(Entries from a dataset)
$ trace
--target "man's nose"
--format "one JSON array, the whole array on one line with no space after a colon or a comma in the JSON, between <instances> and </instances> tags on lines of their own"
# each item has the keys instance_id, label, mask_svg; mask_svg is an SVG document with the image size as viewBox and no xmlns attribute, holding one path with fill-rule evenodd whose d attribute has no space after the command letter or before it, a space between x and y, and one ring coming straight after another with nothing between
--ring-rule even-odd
---
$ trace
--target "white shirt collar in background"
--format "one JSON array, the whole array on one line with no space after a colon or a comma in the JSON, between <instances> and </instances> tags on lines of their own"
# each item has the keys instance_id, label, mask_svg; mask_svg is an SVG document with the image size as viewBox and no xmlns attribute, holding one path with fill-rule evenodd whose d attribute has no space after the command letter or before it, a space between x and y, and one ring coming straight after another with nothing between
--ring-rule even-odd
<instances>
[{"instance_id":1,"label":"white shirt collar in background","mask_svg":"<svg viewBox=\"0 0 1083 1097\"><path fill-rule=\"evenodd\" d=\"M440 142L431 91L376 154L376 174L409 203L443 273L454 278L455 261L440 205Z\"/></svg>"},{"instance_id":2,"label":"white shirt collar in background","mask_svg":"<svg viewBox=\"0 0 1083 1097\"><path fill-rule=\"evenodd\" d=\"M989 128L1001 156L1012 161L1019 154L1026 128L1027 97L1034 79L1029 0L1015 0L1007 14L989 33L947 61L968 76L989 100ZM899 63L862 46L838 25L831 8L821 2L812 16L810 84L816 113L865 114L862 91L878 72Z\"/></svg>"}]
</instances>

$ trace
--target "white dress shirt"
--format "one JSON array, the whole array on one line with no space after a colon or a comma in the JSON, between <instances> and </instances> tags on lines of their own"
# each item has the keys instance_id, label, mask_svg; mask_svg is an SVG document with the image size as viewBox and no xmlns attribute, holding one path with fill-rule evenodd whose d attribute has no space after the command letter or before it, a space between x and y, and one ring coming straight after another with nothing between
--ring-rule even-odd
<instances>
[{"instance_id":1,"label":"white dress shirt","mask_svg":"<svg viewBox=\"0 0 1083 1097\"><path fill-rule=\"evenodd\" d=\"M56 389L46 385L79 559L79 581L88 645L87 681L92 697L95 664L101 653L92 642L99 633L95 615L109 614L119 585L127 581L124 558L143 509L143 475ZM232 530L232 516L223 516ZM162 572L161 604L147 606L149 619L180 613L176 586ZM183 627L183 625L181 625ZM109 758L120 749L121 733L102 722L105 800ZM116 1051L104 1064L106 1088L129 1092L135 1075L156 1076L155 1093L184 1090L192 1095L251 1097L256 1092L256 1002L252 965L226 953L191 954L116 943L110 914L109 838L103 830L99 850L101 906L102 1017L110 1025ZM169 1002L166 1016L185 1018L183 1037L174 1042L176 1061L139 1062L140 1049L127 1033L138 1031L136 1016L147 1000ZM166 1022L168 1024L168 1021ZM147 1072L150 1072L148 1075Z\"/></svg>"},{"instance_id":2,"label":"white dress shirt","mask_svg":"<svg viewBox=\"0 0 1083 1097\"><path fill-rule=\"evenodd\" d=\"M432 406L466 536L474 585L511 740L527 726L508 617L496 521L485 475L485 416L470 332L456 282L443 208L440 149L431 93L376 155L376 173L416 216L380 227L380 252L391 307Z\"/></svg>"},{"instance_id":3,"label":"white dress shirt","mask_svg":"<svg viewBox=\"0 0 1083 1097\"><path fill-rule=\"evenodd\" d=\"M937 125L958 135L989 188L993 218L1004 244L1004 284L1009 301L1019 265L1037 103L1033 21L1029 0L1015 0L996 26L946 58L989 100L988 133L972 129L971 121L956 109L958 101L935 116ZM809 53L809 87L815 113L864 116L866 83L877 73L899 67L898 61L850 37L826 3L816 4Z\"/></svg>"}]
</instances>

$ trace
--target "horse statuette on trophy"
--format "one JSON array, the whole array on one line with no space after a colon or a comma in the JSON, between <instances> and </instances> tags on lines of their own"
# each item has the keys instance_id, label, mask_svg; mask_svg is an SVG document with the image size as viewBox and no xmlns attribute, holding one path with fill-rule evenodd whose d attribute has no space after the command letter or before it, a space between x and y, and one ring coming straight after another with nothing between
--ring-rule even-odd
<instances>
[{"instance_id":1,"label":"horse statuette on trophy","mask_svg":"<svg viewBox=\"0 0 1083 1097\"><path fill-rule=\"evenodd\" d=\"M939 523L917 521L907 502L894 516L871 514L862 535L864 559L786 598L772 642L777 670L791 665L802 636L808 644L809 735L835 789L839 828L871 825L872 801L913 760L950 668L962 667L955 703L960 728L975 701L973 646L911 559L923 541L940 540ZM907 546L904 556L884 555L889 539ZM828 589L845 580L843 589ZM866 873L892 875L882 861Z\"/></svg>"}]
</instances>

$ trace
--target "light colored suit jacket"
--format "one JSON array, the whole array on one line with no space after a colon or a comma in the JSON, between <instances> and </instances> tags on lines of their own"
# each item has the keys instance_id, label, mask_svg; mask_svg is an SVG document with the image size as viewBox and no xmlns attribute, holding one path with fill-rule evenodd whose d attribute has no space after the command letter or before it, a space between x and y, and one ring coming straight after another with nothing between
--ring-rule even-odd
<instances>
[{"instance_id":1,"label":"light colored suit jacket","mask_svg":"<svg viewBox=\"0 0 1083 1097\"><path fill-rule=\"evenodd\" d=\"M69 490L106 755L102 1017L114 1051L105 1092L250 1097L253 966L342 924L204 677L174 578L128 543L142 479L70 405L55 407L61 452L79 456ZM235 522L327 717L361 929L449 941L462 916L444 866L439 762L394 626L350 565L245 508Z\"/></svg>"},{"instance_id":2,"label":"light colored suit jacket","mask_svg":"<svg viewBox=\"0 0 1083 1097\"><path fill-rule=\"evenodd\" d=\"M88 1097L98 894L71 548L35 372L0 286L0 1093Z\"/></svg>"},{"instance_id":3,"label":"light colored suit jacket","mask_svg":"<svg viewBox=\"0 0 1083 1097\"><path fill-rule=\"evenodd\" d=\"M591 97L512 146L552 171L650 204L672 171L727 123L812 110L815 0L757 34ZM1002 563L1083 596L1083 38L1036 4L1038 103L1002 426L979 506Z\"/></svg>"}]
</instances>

Aim: Select each line in the entries above that contains the string "collar" and reproduce those lines.

Written response:
--target "white shirt collar in background"
[{"instance_id":1,"label":"white shirt collar in background","mask_svg":"<svg viewBox=\"0 0 1083 1097\"><path fill-rule=\"evenodd\" d=\"M440 142L431 91L376 154L376 174L409 203L443 273L454 278L455 261L440 205Z\"/></svg>"},{"instance_id":2,"label":"white shirt collar in background","mask_svg":"<svg viewBox=\"0 0 1083 1097\"><path fill-rule=\"evenodd\" d=\"M989 128L1001 156L1012 161L1019 154L1026 128L1027 97L1034 79L1029 0L1015 0L1007 14L989 33L947 61L968 76L989 100ZM899 63L862 46L838 25L831 8L821 2L812 16L810 84L816 113L865 114L862 91L878 72Z\"/></svg>"}]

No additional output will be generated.